* _What the exercise asks_: Copy the part of the programming puzzle solution below that opens with the words containing "Trigraphs were used" and closes with "(left curly brace).".

* _Document_:
********
Programming Puzzle 1 Solution

This is solution to the previous blog post.

So there’s a couple things going on here. They include trigraphs, strange pointer arithmetic, casting, single and multi-line comments, and general compiler abuse. Let’s take this apart step by step:

Trigraphs

Trigraphs were used several decades ago when keyboards then didn’t have all of the characters that we now have, such as curly braces, backslashes, etc. So, in order to encode these, three-character strings were used. Typically, the original trigraphs of C at least had a ?? prefix. (In C99, the notion of a standard prefix for trigraphs was removed). The ones I used in this program were ??/ (backslash), ??) (left square brace), ??( (right square brace), ??! (pipe), ??< (right curly brace), and ??< (left curly brace).
********
* _Data records_:
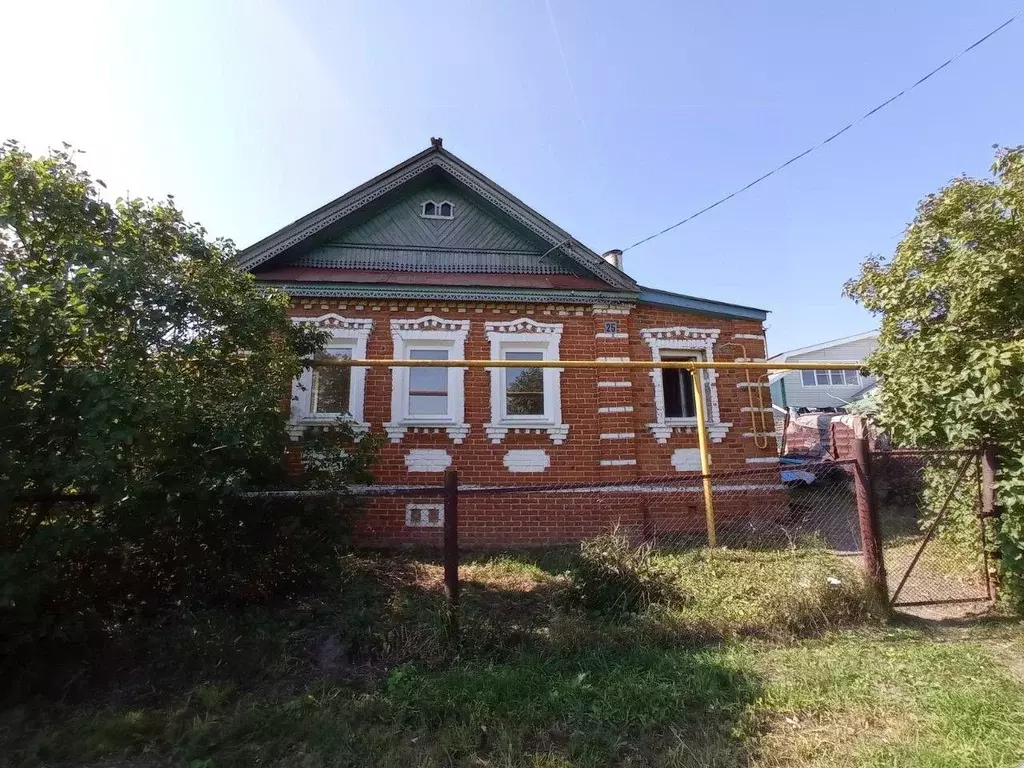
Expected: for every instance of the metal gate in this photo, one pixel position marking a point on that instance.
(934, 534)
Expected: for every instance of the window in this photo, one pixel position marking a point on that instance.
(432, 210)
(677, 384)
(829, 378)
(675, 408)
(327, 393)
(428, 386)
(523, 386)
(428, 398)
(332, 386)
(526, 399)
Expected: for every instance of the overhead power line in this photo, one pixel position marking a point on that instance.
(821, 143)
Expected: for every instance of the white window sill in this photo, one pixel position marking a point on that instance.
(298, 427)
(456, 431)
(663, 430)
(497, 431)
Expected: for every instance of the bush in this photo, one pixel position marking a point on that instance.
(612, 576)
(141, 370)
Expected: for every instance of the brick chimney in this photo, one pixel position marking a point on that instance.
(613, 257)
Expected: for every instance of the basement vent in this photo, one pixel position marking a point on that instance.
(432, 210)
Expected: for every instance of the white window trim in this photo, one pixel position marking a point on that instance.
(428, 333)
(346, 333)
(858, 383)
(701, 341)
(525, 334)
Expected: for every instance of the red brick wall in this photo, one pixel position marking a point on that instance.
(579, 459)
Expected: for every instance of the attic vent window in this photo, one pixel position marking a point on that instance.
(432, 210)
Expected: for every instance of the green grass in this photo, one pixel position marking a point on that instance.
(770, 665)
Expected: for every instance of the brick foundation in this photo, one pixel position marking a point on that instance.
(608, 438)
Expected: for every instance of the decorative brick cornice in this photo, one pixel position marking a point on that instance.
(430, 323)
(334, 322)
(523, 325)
********
* _Answer to the exercise_:
Trigraphs were used several decades ago when keyboards then didn’t have all of the characters that we now have, such as curly braces, backslashes, etc. So, in order to encode these, three-character strings were used. Typically, the original trigraphs of C at least had a ?? prefix. (In C99, the notion of a standard prefix for trigraphs was removed). The ones I used in this program were ??/ (backslash), ??) (left square brace), ??( (right square brace), ??! (pipe), ??< (right curly brace), and ??< (left curly brace).